◆ **Consignes et exercices**:
1) Dans le texte sur la commémoration du Bataclan, dans quel parc l'entretien avec les journalistes de BFM a-t-il lieu ?
2) Résumez en deux phrases le texte sur la commémoration du Bataclan.
3) Prolongez le texte sur la commémoration du Bataclan à la suite de sa dernière phrase.

◆ **Texte extrait**:
+ + + +

BFM le retour

Voilà nous y sommes : dans une semaine les « un an de Bataclan » hommages et commémorations à la con, les journaleux accourent. Des polonais, des danois, des belges, (à qui j’ai dit je suis pas là) « sur comment que ça va bien depuis un an ? » et Bfm le retour « vous allez à la commémoration ? ». Alors non hein…
Les journalistes de BFM veulent absolument savoir si je peux expliquer pourquoi j’y vais pas . J’y vois une occase de discuter politique, je prépare une argumentation (genre j’ai fait une dissert chez moi avant) et là j’espère encore naïvement que mes arguments seront relayés.
Arrive le jour J, déjà, je dis « on va dans un parc », j’ai pas envie de réveiller mes gosses exprès (c’est le dernier jour de vacances) et j’ai pas envie que la France entière sache ce que je lis, voit mes disques et mes films, c’est un peu intrusif sinon… (va-z-y filme donc dans mon frigo).
Bon au parc de choisy Yes ! je vais en profiter pour parler de la BD de Fred et de mon mini-book, et du morceau de Niko…
Du coup nous voici sur un banc, et j’attaque à la première question « alors eh ben c’est quoi qui fait que vous ne voulez pas aller à cette commémoration ? »
Attention dissert ! je l’avais presque par coeur.

« Le président va venir en personne mettre une plaque des fleurs un discours avec un air circonstancié, ça ne fera pas revenir les morts, je ne veux pas participer à cette mise en scène symbolique et artificielle …
Les commémorations sont inutiles, d’ailleurs comment on les choisit ? il faut hiérarchiser ? et avec pour ce dont je me rappelle, la rue des Rosiers, la rue de Rennes, Orly, St Michel, Merah-Toulouse, Charlie,le 13 novembre, Nice etc… plus tout ce qui va arriver, on va devoir choisir, sinon, on va commémorer chaque jour. Donc on hiérarchise comment ?

Les commémorations sont hypocrites : le président vient de commémorer un camp de rétention pétainiste pour gens du voyage, et là on fait quoi avec nos migrants sans papiers ? on les met dans des centres de rétention… c’est pas grave, on commémorera la barbarie dans 50 ans.
On pourrait peut-être regarder autour de nous, au lieu de focaliser sur les attentats de la France, (même si c’est vrai y’en a eu pas mal ces temps-ci), les pays comme la Syrie l’Irak la Lybie –mais on dit que ce n’est pas un pays en guerre- le Sahel, des attentats ils en subissent tous les jours, mais ça n’empêche pas que l’Europe est incapable d’ accueillir les réfugiés.
Pourtant on peut bien penser qu’il y a un vague lien entre les attentats ici et les guerres là bas, on pourrait être plus solidaires, au lieu de se regarder le nombril.
Bon allez on fera une commémoration dans 50 ans pour dire qu’on a été vraiment merdique. On mettra une plaque pour tous les morts en méditerranée entre 2000 et 2020.

+ + + +

◆ **Données**:
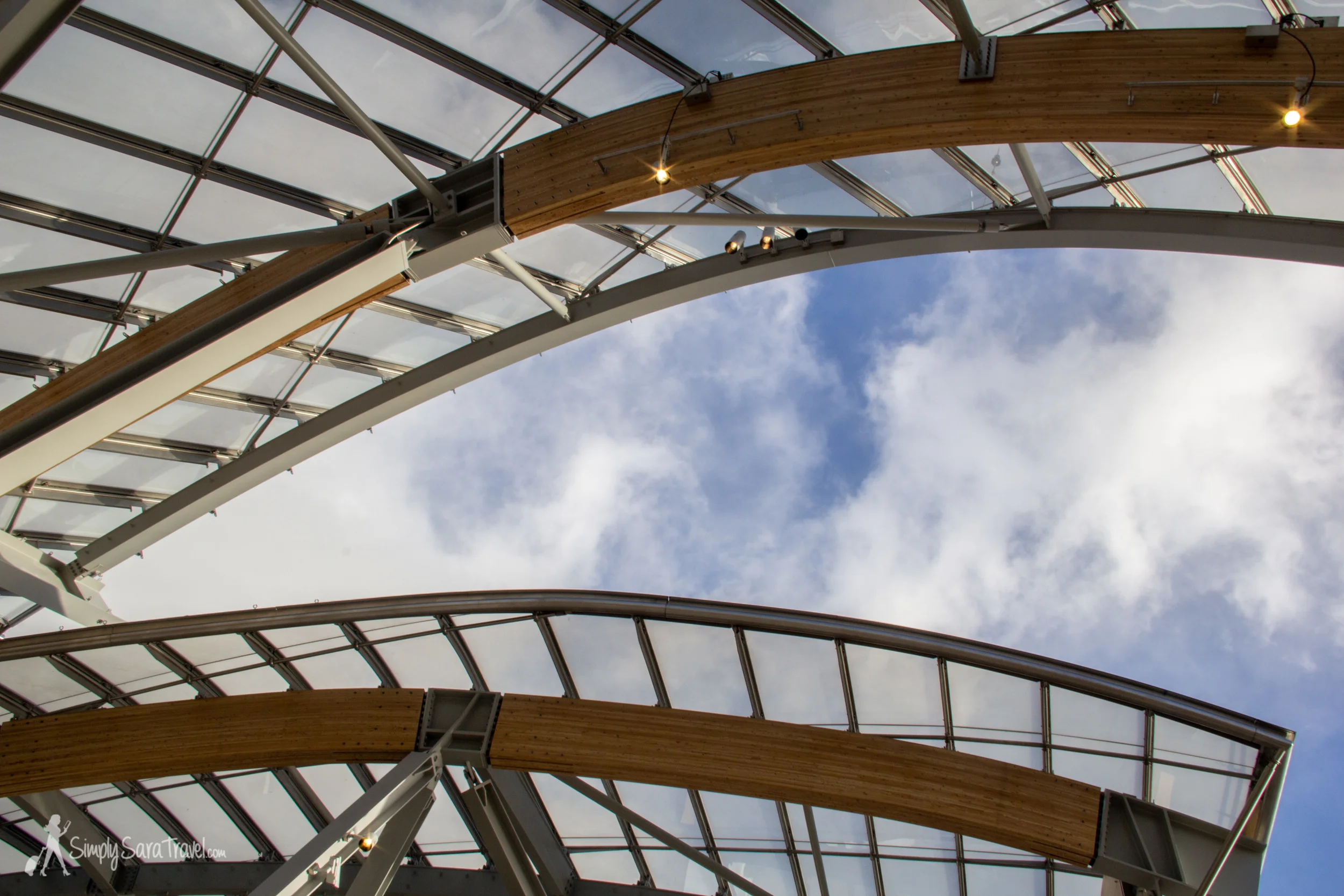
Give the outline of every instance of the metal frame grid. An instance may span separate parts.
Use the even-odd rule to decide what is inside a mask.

+ + + +

◆ **Corrigé des exercices**:
1) Au parc de Choisy.

2) Un an après le Bataclan, des journalistes de BFM veulent savoir pourquoi la personne qui écrit n'ira pas à la commémoration, et elle prépare une argumentation pour l'entretien, qui se tient sur un banc au parc de Choisy. Elle juge les commémorations artificielles, inutiles et hypocrites, et appelle à regarder les pays qui subissent des attentats tous les jours et à être plus solidaires au lieu de se regarder le nombril.

3)
Et puis les commémorations n’ont pas le même sens pour tout le monde, 8 mai 45 par exemple, armistice ici, massacres de Sétif et Guelma en Algérie.Doit-on continuer de se réjouir d’une date qui a fait plus de 4000 morts en quelques jours dans un pays gouverné à l’époque par l’administration française ?
Comme unique réponse du gouvernement aux attentats, de la répression, de l’état d’urgence, des places de prisons, des plaques commémoratives… pas plus d’éducation populaire remises dans les quartiers pour reprendre le terrain aux confessions, pas plus de profs, d’éducateurs de rue, de police de proximité, de politique de la ville. Rien.
Et on a vu avec Nice que l’état d’urgence, les fouilles de sac, les déclarations de guerre ne servent à rien.
On doit vivre : Par respect de ceux qui n’ont pas eu cette chance, on a pas le droit de se laisser aller à l’angoisse et à l’inaction.On doit arrêter de pleurer sur notre sort de victime.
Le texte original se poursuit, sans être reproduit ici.